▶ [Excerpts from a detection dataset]
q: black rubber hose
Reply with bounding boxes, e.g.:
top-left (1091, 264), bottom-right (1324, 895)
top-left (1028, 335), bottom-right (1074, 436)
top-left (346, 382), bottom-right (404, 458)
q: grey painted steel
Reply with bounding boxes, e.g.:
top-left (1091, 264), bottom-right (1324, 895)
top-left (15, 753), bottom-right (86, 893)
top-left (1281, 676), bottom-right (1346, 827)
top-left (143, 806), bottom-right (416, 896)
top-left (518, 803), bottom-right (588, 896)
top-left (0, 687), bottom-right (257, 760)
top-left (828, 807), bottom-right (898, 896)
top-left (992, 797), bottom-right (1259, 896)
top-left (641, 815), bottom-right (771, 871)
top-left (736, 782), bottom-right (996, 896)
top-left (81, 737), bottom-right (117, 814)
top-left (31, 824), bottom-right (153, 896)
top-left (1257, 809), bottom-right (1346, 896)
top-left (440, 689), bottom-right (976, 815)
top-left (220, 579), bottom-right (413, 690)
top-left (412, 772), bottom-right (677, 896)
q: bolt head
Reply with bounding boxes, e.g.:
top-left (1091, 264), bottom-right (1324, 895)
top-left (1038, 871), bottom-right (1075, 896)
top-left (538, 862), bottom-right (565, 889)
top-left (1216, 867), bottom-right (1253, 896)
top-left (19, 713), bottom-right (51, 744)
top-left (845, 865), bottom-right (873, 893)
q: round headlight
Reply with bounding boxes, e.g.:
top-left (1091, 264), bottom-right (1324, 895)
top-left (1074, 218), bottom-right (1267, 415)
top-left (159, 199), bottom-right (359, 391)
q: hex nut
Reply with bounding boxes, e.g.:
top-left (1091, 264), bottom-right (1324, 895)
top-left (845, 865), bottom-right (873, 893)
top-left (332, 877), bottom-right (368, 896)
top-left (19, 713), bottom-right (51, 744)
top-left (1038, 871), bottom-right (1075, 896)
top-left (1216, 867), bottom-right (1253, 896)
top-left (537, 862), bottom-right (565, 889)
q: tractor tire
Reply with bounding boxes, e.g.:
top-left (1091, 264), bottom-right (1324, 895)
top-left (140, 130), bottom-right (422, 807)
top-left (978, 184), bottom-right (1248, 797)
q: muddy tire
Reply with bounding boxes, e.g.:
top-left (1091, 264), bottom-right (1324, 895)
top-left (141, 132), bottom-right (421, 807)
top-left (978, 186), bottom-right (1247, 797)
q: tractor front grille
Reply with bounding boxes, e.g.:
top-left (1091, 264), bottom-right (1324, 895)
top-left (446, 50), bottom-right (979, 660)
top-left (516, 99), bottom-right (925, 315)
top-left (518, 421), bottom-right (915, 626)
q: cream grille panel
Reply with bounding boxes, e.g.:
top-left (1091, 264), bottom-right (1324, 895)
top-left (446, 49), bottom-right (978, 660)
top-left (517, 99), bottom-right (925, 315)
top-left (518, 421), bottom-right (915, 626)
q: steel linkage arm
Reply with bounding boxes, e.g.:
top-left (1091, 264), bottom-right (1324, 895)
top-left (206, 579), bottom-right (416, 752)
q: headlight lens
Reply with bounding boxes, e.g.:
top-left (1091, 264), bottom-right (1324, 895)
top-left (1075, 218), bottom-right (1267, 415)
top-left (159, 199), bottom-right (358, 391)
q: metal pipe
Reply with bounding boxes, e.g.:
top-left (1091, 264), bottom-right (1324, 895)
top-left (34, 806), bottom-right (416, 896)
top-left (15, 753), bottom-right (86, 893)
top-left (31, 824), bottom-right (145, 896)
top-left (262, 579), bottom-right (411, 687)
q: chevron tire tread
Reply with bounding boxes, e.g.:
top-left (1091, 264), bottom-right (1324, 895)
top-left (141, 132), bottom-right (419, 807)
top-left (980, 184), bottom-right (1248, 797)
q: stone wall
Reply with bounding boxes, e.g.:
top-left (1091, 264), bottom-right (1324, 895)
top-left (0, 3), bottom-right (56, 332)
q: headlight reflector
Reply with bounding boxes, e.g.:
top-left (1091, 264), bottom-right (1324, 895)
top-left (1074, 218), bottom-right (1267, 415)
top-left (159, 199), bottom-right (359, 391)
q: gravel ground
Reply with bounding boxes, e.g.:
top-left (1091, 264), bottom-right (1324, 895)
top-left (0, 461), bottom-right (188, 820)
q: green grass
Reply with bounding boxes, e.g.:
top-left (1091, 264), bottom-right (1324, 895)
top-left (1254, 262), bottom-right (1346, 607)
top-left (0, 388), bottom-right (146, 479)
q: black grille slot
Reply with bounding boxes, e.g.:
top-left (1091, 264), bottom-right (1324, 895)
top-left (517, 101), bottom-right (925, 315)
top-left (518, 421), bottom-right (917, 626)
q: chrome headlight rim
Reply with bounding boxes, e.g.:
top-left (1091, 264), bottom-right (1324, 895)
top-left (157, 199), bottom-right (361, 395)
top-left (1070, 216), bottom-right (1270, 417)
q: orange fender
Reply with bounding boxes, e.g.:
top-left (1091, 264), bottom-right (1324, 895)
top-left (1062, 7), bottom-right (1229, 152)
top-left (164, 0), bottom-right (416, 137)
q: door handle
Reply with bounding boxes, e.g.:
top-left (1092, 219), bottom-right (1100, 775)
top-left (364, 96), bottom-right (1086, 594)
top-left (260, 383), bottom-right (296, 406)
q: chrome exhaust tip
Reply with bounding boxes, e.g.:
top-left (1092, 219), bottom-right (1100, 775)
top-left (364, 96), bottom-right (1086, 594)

▶ [SET PROBLEM] Rewrite the material from the line with "q: green grass" to the line with "top-left (0, 388), bottom-right (146, 479)", both ends included, as a Markdown table with a Row column holding the row number and a Line column holding the line. Leave out any blank lines.

▶ [RESPONSE TO THIS EXERCISE]
| Row | Line |
|---|---|
| 1 | q: green grass |
| 2 | Reply with bounding boxes, e.g.: |
| 3 | top-left (1091, 264), bottom-right (1324, 895) |
| 4 | top-left (1254, 262), bottom-right (1346, 607) |
| 5 | top-left (0, 388), bottom-right (146, 479) |